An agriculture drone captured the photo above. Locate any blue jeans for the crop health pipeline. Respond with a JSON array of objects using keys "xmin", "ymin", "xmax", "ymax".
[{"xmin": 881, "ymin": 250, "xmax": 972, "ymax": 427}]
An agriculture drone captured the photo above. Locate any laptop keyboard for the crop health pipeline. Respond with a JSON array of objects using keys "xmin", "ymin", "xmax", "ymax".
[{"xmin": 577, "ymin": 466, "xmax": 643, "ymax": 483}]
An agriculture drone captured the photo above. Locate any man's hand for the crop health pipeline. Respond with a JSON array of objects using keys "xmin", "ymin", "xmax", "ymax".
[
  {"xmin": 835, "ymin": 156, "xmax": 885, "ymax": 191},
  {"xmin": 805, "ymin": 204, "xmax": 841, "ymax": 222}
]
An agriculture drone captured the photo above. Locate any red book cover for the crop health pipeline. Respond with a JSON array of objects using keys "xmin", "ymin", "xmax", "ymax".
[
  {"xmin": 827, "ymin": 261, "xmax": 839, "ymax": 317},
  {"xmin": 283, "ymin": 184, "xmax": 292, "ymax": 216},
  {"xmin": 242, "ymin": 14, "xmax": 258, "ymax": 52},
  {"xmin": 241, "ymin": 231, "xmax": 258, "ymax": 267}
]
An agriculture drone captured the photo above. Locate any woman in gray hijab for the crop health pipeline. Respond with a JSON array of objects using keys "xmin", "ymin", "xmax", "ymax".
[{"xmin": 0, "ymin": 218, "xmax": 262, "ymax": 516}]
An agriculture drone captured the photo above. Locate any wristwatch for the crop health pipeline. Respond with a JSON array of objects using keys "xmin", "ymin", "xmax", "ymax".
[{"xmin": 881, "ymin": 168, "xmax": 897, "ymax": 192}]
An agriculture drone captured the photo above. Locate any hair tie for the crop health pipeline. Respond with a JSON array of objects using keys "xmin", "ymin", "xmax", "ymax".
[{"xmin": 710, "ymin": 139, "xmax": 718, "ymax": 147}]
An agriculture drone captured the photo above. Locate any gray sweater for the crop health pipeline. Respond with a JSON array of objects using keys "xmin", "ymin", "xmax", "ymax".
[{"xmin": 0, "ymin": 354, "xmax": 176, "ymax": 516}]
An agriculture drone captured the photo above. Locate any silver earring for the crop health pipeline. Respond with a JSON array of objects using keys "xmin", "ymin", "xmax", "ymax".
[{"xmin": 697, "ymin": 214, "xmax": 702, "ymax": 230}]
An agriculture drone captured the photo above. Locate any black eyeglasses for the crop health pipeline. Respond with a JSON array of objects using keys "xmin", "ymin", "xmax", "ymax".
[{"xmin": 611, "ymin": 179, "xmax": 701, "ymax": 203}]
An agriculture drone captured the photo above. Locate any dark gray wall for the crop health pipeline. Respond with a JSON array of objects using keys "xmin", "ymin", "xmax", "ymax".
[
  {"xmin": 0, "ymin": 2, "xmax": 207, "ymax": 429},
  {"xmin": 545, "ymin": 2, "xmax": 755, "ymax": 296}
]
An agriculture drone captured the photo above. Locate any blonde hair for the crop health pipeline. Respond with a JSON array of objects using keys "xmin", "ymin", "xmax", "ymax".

• **PROBLEM STATEMENT**: Type the records out again. Match them exactly.

• **ANSWER AREA**:
An agriculture drone captured the photo above. Locate any blue jeans for the crop health pipeline. Respond with a JSON array of objects using keys "xmin", "ymin", "xmax", "ymax".
[{"xmin": 881, "ymin": 250, "xmax": 972, "ymax": 427}]
An agriculture drone captured the photo above. Locate any laptop keyboard for the crop health pipeline. Respond with a JSON array of objects using keys "xmin", "ymin", "xmax", "ymax".
[{"xmin": 577, "ymin": 466, "xmax": 643, "ymax": 483}]
An agriculture drone captured the photo above. Locate any man's hand for the crop health pipeline. Respond with a JSON array of objects using keys "xmin", "ymin", "xmax", "ymax".
[
  {"xmin": 835, "ymin": 156, "xmax": 885, "ymax": 191},
  {"xmin": 805, "ymin": 204, "xmax": 841, "ymax": 222}
]
An agriculture drone captured the photo above. Locate any red book cover for the crop health pipeline. Respond with a JSON array of objects using keys "xmin", "ymin", "xmax", "ymax".
[
  {"xmin": 827, "ymin": 261, "xmax": 839, "ymax": 317},
  {"xmin": 283, "ymin": 184, "xmax": 292, "ymax": 216},
  {"xmin": 242, "ymin": 14, "xmax": 258, "ymax": 52},
  {"xmin": 241, "ymin": 231, "xmax": 258, "ymax": 267}
]
An agriculture drone captured the photo above. Locate any woman in gray hijab for the crop health pipeline. Respond with a JSON array of objects using keys "xmin", "ymin", "xmax", "ymax".
[{"xmin": 0, "ymin": 218, "xmax": 262, "ymax": 516}]
An agriculture drone captured the photo above. Locate any wristwatch for the crop health pipeline. Respond with a JSON array of objects using keys "xmin", "ymin", "xmax", "ymax".
[{"xmin": 881, "ymin": 168, "xmax": 897, "ymax": 192}]
An agriculture drone captured the photo above. Locate any hair tie for the crop health pipeline. Respond with a JSON array of objects using keys "xmin", "ymin", "xmax", "ymax".
[{"xmin": 710, "ymin": 139, "xmax": 718, "ymax": 147}]
An agriculture drone captured the photo above. Locate any gray sweater for the crop health pipeline. Respond with a JSON array of objects using keys "xmin", "ymin", "xmax", "ymax".
[{"xmin": 0, "ymin": 354, "xmax": 176, "ymax": 516}]
An agriculture drone captured the photo above. Locate any silver earring for the crop health pipeline. Respond with a JSON array of objects using keys "xmin", "ymin", "xmax", "ymax".
[{"xmin": 697, "ymin": 214, "xmax": 702, "ymax": 230}]
An agriculture drone captured the photo above. Locate any black eyeglasses for the crop health pipeline. Respond with a JSON array of objects using keys "xmin", "ymin", "xmax", "ymax".
[{"xmin": 611, "ymin": 179, "xmax": 701, "ymax": 203}]
An agriculture drone captured the photo above. Locate any dark gray wall for the crop health pipeline. Respond with a JSON array of objects using keys "xmin", "ymin", "xmax", "ymax".
[
  {"xmin": 0, "ymin": 2, "xmax": 207, "ymax": 429},
  {"xmin": 545, "ymin": 2, "xmax": 755, "ymax": 296}
]
An agriculture drone captured the photo above. Locate any blonde hair for the crop health pipeline. Respond with a JSON array of objects using keys "xmin", "ymin", "xmax", "ymax".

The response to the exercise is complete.